• _Source excerpt_:
+ + + + +
RISKS AND UNCERTAINTIES

OUR NEED FOR FUTURE CAPITAL

         ITEC's business has not been profitable in the past and it may not be
profitable in the future. The Company may incur losses on a quarterly or annual
basis for a number of reasons, some within and others outside its control. See
"Potential Fluctuation in Our Quarterly Performance." The growth of the
Company's business will require the commitment of substantial capital resources.
If funds are not available from operations, the Company will need additional
funds. ITEC may seek such additional funding through public and private
financing, including debt or equity financing. Adequate funds for these
purposes, whether through financial markets or from other sources, may not be
available when needed. Even if funds are available, the terms under which the
funds are available may not be acceptable to the Company. Insufficient funds may
require the delay, reduction, or elimination of some or all of the Company's
planned activities. Also see "Management's Discussion and Analysis of Financial
Condition and Results of Operations - Liquidity and Capital Resources."
+ + + + +
• _Task instructions_:
(1) Reproduce word for word the part of the capital-needs excerpt that opens with the words containing "ITEC's business has" and closes with "substantial capital resources.".
(2) According to the capital-needs excerpt, what three things could insufficient funds require for the Company's planned activities?

• _Given information_:
+ + + + +
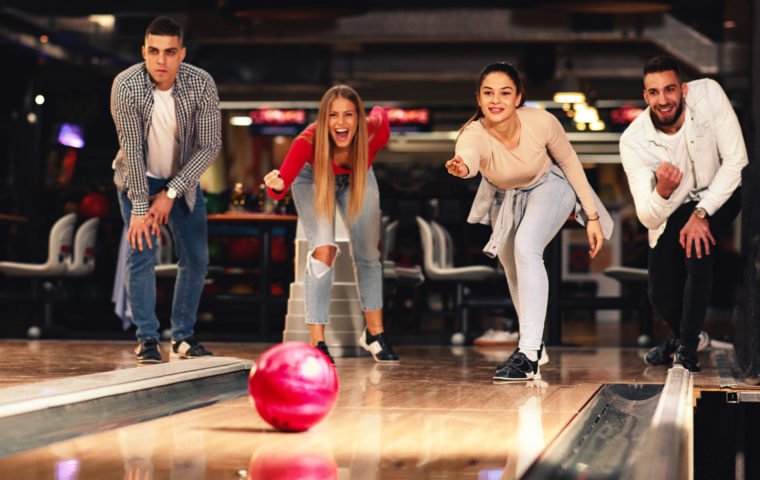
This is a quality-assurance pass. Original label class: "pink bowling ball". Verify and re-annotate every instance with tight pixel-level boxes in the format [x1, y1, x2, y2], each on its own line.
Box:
+ + + + +
• _Results for the exercise_:
(1)
ITEC's business has not been profitable in the past and it may not be
profitable in the future. The Company may incur losses on a quarterly or annual
basis for a number of reasons, some within and others outside its control. See
"Potential Fluctuation in Our Quarterly Performance." The growth of the
Company's business will require the commitment of substantial capital resources.

(2)
- Delay
- Reduction
- Elimination